What this task involves:
Quote exactly the lines spanning from the top of the data below to the line that contains "find the telephone handset;", including both.
+++
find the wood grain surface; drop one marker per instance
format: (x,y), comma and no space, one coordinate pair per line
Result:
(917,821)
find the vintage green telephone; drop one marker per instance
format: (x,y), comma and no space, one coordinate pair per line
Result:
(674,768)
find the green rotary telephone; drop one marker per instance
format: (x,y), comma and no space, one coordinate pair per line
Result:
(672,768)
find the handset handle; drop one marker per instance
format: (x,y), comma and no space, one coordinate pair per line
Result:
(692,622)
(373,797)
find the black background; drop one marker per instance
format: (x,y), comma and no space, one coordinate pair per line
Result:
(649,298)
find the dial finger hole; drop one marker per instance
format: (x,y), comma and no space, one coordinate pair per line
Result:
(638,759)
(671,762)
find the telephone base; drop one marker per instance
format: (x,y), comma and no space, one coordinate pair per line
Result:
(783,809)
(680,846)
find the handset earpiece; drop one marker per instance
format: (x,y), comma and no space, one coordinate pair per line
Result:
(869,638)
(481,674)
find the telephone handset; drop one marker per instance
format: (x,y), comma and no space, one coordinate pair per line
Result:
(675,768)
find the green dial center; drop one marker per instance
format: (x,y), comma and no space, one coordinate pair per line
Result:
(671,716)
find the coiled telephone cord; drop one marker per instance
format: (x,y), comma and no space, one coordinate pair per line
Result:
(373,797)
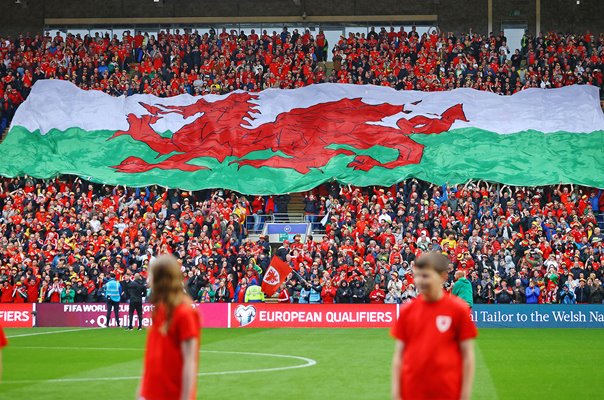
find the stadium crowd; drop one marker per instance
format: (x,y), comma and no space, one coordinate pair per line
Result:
(61,240)
(218,62)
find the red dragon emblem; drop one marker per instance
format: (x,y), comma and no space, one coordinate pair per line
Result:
(300,139)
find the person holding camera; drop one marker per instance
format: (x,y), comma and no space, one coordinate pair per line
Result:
(113,294)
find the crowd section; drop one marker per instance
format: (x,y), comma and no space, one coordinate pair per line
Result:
(218,62)
(62,240)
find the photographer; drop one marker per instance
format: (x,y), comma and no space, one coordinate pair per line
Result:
(504,293)
(136,290)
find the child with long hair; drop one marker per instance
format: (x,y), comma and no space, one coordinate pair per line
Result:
(171,354)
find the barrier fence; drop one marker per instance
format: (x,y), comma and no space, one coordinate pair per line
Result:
(259,315)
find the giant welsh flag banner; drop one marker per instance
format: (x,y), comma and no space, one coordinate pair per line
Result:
(280,141)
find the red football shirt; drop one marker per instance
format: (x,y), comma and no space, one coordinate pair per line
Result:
(162,377)
(431,331)
(3,340)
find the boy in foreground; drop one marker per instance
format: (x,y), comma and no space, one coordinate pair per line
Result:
(434,350)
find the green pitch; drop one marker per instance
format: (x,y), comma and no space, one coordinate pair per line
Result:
(294,363)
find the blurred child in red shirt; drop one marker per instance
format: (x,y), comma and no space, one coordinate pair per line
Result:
(172,352)
(434,351)
(3,343)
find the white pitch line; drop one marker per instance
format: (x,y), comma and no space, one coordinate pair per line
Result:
(483,375)
(308,362)
(50,332)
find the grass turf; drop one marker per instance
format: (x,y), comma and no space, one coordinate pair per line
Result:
(350,363)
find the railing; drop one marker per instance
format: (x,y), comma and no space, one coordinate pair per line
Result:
(255,223)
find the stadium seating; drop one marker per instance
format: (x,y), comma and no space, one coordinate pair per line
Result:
(74,231)
(219,62)
(71,230)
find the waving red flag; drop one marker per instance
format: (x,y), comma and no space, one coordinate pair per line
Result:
(275,275)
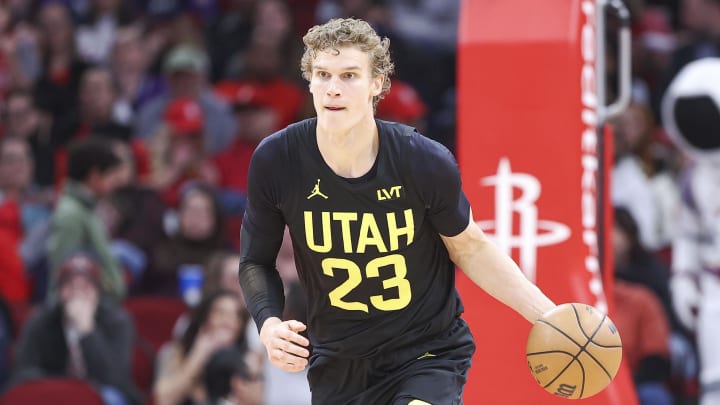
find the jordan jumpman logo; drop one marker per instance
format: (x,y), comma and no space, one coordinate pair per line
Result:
(316,191)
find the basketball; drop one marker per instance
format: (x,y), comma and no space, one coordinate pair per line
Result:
(574,351)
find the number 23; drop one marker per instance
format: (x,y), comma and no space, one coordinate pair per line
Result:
(372,269)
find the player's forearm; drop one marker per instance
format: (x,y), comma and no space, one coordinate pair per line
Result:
(499,276)
(263,291)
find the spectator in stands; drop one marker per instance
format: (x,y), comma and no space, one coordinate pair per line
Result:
(96,33)
(136,85)
(92,172)
(198,235)
(95,113)
(61,69)
(178,151)
(633,263)
(217,322)
(18,212)
(80,335)
(233,379)
(186,69)
(133,214)
(228,35)
(646,341)
(633,171)
(25,120)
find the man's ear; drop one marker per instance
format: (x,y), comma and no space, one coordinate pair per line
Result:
(377,85)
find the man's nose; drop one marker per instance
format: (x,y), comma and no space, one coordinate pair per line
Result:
(333,88)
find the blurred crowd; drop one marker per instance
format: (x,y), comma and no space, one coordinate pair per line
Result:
(126,129)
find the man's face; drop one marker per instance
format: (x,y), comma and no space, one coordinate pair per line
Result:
(16,168)
(186,84)
(97,95)
(343,87)
(22,118)
(78,287)
(104,183)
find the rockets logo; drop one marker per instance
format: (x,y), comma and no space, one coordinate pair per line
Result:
(533,232)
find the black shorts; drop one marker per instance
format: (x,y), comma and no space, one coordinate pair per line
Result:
(434,371)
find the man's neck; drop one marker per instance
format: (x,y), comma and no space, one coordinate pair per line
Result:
(350,153)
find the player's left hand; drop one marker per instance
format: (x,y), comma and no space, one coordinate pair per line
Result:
(285,346)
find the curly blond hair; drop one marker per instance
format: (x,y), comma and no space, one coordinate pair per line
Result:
(349,32)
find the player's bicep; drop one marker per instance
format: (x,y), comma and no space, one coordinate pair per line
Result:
(438,178)
(465,243)
(263,221)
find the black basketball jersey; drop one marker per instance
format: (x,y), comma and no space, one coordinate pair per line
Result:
(376,273)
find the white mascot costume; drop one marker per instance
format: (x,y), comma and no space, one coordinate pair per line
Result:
(691,116)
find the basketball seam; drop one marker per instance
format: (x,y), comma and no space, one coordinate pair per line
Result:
(582,348)
(549,352)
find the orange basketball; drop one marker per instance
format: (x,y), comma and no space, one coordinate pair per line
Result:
(574,351)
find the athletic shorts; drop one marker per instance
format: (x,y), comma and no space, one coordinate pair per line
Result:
(433,372)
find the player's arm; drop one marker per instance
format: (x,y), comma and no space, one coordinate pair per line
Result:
(438,178)
(261,236)
(265,298)
(495,272)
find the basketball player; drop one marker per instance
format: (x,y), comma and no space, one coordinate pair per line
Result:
(378,222)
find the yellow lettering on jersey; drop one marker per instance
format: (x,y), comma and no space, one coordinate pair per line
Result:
(310,233)
(370,234)
(385,194)
(345,218)
(395,231)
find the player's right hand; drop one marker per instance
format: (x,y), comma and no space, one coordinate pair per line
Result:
(285,346)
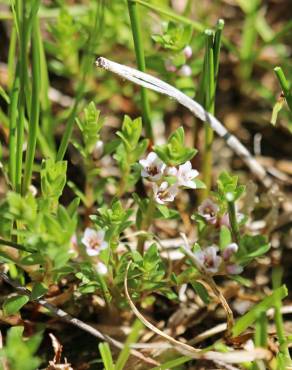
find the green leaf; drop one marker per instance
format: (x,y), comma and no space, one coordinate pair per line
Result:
(250,317)
(276,109)
(225,237)
(175,151)
(252,246)
(13,304)
(38,290)
(172,364)
(106,356)
(53,178)
(201,291)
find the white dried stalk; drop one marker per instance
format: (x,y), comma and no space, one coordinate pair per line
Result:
(154,83)
(234,356)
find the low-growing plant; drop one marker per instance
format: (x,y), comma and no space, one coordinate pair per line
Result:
(115,222)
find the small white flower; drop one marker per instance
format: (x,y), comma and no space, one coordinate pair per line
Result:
(188,52)
(234,269)
(98,150)
(185,71)
(101,268)
(170,171)
(186,174)
(94,241)
(153,167)
(164,193)
(208,259)
(33,190)
(170,67)
(208,210)
(229,251)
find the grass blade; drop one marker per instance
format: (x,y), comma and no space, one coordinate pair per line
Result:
(249,318)
(139,51)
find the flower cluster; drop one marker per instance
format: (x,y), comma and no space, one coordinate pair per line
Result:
(156,171)
(213,261)
(94,242)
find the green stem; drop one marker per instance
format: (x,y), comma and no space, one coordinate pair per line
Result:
(285,86)
(209,95)
(47,121)
(277,274)
(85,68)
(233,222)
(12,131)
(20,10)
(261,335)
(139,51)
(34,110)
(11,57)
(16,246)
(146,223)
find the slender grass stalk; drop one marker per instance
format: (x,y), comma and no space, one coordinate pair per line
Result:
(146,223)
(260,338)
(85,68)
(233,222)
(217,47)
(210,77)
(11,57)
(139,51)
(277,274)
(249,37)
(21,12)
(47,122)
(261,334)
(209,90)
(12,131)
(34,109)
(285,86)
+++
Output of the exercise:
find the wood grain surface; drop one marker per instance
format: (x,y), comma and no space, one coordinate pair per line
Result:
(917,821)
find the vintage green telephone; drop one marker per instance
format: (x,y), comma and no space, one coordinate pair per line
Result:
(674,768)
find the green rotary telephone; drop one marker per instance
format: (x,y), comma and no space, one coordinate pair per line
Result:
(672,768)
find the handset handle; drop one marker per instance
format: (x,y), comma and no space, one coordinate pair per line
Result:
(692,622)
(373,797)
find the black background; drop one marker per instance
format: (x,y), comma and no space, one coordinate pair per line
Result:
(649,298)
find the dial finger hole; drop one marker per instance
format: (x,y), comma and no space, one coordinate pair per line
Result:
(638,759)
(671,762)
find the telephone base; drop one marker per instance
format: (x,y), comma and no space, one coordinate pair per line
Result:
(783,809)
(680,846)
find the handset earpiece; drop one marker per instance
format: (x,y), comma and no space, one coordinate pair per line
Result:
(869,638)
(481,674)
find the telephone handset; drop one marker per instance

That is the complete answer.